Exercice A:
Relevez dans l’extrait sur le récit de Lacy M. Johnson tous les troubles qu’elle endure au fil des années après son évasion.
Exercice B:
Citez sans rien changer la partie de l’extrait qui s’ouvre sur les mots contenant « J’ai écouté un » et se ferme sur « mieux mon ressenti. ».

Extrait:
J’ai écouté un podcast et lu quelques interview de Lacy M. Johnson pour vous parler de son récit. L’auteure le dit elle même « il est très difficile de parler de mon livre ». Je vais donc tenter de vous partager au mieux mon ressenti.
Lacy M. Johnson a été kidnappée par son ex petit ami, enfermée dans une pièce insonorisée qu’il a construite dans le but de la violer et de la tuer. Presque morte, elle a réussi à s’échapper. Les preuves matérielles seront recueillies méthodiquement au poste de police et à l’hôpital mais les souvenirs de Lacy sont très flous. Les années passent, elle survit tant bien que mal, entre ses crises de panique, sa dépression, sa paranoïa et son hypervigilance. Elle essaye par tous les moyens de s’en sortir, raconte son histoire à des amis, avale des tas de médicaments, fait des thérapies mais rien ne l’aide vraiment à effacer sa douleur permanente. Comment vivre avec ce traumatisme gravé en elle qui continue de la hanter ? Ayant atteint son point de rupture, elle décide alors de se tourner vers les mots.

Données à analyser:
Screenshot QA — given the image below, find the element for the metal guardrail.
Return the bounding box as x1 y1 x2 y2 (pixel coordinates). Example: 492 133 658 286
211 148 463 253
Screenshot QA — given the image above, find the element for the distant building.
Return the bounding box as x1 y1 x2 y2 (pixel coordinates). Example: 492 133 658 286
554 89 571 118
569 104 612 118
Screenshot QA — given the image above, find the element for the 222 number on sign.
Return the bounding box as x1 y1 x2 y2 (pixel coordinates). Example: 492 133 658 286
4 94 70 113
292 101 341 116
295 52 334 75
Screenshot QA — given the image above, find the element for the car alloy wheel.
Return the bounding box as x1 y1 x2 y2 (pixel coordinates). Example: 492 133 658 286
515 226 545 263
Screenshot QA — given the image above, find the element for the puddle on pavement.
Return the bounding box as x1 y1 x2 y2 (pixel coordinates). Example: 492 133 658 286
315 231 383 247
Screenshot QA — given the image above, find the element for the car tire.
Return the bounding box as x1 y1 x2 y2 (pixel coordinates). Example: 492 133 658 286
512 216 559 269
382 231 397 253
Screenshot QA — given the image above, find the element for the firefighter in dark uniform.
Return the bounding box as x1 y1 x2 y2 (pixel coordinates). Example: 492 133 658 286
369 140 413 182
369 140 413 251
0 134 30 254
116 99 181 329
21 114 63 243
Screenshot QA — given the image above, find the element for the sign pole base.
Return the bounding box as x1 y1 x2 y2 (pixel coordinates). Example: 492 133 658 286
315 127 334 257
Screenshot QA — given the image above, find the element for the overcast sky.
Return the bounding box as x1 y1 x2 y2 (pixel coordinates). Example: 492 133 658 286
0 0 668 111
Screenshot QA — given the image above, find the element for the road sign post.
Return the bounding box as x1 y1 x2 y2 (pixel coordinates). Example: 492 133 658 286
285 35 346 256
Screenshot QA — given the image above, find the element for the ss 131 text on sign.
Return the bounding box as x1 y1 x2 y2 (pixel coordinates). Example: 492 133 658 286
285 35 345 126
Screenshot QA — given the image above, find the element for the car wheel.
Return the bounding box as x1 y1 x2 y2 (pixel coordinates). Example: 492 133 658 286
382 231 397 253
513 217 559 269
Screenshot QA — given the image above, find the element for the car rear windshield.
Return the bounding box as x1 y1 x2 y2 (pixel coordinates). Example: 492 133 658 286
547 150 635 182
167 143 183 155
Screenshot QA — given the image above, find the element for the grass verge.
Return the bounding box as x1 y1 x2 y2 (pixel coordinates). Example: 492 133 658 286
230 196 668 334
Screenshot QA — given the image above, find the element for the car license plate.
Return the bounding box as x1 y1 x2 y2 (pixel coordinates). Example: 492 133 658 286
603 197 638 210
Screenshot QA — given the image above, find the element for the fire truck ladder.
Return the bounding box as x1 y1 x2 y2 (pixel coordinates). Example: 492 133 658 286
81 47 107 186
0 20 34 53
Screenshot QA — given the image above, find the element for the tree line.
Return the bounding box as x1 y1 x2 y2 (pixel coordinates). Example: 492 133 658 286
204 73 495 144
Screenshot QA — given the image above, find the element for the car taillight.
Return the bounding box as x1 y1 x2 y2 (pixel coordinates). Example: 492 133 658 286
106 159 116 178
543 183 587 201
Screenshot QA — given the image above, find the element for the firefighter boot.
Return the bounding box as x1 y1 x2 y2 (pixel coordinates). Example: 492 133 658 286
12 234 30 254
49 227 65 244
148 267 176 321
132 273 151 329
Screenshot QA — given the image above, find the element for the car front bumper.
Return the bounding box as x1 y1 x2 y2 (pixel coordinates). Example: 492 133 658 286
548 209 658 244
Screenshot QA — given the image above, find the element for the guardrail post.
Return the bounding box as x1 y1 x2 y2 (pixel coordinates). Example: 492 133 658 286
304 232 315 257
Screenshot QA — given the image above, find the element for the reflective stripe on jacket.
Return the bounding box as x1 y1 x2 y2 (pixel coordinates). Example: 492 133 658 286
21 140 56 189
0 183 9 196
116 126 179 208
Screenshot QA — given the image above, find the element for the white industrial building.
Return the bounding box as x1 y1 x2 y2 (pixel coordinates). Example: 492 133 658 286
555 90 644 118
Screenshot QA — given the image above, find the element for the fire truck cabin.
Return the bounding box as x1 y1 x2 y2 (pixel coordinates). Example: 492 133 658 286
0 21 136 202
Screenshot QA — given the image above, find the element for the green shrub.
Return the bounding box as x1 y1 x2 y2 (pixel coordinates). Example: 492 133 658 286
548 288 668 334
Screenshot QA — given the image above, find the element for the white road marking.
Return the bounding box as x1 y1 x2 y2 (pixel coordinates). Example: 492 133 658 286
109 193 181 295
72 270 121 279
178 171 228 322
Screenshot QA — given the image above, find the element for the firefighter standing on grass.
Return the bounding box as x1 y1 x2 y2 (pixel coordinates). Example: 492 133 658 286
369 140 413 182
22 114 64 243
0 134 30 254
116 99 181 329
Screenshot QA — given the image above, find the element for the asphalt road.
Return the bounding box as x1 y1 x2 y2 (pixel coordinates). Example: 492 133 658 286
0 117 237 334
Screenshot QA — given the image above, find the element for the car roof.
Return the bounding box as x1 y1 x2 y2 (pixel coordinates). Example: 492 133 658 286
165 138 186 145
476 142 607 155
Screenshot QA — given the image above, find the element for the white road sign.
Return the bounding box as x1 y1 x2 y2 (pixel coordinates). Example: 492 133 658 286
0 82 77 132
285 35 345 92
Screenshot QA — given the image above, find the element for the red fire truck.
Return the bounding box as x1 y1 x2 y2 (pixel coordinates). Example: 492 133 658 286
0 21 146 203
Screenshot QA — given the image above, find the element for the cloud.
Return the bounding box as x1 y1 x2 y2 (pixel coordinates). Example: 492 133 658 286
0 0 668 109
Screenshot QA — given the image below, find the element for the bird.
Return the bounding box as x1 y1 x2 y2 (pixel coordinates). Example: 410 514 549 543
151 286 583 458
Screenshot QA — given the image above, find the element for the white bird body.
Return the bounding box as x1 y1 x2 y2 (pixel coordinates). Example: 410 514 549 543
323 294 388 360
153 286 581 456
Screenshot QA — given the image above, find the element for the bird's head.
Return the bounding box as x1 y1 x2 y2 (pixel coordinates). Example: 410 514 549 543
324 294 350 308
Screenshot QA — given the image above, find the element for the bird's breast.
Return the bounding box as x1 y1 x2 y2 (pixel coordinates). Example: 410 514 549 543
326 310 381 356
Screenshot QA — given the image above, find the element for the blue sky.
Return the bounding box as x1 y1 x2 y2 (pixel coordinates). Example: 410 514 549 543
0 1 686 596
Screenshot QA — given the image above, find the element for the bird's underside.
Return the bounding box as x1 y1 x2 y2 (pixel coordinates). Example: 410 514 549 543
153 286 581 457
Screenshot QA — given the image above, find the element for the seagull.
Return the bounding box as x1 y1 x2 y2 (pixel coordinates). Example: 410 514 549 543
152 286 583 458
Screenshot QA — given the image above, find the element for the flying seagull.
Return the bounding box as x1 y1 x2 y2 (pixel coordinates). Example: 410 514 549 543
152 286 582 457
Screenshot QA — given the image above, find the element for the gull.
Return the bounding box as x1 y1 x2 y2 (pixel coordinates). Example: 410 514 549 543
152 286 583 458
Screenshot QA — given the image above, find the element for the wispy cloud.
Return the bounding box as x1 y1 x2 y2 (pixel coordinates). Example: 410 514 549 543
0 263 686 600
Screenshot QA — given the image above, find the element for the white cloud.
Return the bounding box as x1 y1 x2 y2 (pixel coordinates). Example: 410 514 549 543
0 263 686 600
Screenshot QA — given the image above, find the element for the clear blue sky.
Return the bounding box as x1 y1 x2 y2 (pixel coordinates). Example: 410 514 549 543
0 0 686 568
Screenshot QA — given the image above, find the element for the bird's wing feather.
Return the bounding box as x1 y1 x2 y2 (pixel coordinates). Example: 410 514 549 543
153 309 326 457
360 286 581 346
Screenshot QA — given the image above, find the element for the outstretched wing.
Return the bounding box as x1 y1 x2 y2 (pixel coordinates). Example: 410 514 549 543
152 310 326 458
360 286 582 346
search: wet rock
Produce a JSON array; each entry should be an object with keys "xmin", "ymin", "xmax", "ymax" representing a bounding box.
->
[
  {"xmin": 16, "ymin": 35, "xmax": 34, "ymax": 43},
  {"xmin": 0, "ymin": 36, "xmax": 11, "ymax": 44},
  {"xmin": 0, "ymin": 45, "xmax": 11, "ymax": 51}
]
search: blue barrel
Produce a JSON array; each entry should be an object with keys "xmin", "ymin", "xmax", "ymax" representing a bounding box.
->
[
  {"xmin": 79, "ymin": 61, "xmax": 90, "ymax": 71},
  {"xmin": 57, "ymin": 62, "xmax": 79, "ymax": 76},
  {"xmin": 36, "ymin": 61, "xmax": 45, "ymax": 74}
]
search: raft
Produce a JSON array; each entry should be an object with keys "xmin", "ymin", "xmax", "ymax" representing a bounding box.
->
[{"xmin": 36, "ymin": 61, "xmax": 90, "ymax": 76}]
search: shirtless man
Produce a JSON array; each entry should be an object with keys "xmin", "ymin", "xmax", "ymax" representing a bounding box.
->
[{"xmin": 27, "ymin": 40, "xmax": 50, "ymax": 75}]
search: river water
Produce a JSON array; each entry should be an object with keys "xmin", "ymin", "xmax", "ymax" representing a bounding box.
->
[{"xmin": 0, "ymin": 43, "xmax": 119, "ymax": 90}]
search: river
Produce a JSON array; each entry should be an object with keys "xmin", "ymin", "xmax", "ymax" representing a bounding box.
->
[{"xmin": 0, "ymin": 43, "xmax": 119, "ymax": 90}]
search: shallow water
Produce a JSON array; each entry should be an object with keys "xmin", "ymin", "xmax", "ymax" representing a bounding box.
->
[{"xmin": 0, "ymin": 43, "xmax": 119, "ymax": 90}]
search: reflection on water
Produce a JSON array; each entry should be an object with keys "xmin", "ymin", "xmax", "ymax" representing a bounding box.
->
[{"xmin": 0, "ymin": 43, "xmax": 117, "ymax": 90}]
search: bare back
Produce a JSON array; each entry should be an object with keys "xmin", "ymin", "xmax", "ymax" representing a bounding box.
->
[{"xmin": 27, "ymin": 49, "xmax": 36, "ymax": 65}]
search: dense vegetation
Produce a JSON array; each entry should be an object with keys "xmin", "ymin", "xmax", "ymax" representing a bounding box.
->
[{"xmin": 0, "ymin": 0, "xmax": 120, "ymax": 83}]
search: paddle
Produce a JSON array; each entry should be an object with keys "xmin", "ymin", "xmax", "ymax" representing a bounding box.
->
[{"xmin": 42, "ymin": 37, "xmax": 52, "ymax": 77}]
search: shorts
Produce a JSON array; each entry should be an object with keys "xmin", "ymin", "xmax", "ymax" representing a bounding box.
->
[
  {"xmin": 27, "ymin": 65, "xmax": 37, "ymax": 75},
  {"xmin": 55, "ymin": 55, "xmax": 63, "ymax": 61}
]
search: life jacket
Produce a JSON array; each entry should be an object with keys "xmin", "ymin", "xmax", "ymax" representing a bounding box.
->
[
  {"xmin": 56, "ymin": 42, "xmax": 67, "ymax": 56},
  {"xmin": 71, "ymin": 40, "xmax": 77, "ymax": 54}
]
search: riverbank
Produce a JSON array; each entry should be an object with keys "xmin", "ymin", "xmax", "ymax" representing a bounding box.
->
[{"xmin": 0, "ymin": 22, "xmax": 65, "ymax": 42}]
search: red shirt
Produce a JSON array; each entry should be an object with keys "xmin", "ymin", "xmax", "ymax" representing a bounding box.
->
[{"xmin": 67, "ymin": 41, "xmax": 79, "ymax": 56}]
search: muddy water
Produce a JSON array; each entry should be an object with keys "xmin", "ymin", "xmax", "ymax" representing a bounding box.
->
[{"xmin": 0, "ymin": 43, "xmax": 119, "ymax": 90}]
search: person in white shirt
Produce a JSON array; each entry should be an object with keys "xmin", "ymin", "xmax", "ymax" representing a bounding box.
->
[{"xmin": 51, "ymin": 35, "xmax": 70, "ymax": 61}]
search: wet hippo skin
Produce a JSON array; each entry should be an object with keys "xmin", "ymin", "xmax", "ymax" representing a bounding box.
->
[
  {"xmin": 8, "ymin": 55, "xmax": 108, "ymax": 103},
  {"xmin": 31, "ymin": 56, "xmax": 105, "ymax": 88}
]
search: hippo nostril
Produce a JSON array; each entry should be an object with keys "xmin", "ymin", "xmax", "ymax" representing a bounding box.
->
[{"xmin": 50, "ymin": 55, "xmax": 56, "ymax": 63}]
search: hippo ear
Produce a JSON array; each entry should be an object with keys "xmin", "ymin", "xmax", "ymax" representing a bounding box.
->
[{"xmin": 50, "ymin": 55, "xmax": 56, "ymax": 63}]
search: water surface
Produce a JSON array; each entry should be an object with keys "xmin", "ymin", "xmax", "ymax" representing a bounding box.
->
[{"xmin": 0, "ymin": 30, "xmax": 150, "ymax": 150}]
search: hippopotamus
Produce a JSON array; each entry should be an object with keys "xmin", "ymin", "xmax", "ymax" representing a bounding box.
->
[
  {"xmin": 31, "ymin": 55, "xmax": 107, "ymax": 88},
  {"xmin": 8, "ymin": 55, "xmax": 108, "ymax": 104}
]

Corrigé A:
Lacy M. Johnson endure des crises de panique, une dépression, de la paranoïa et de l’hypervigilance.

Corrigé B:
J’ai écouté un podcast et lu quelques interview de Lacy M. Johnson pour vous parler de son récit. L’auteure le dit elle même « il est très difficile de parler de mon livre ». Je vais donc tenter de vous partager au mieux mon ressenti.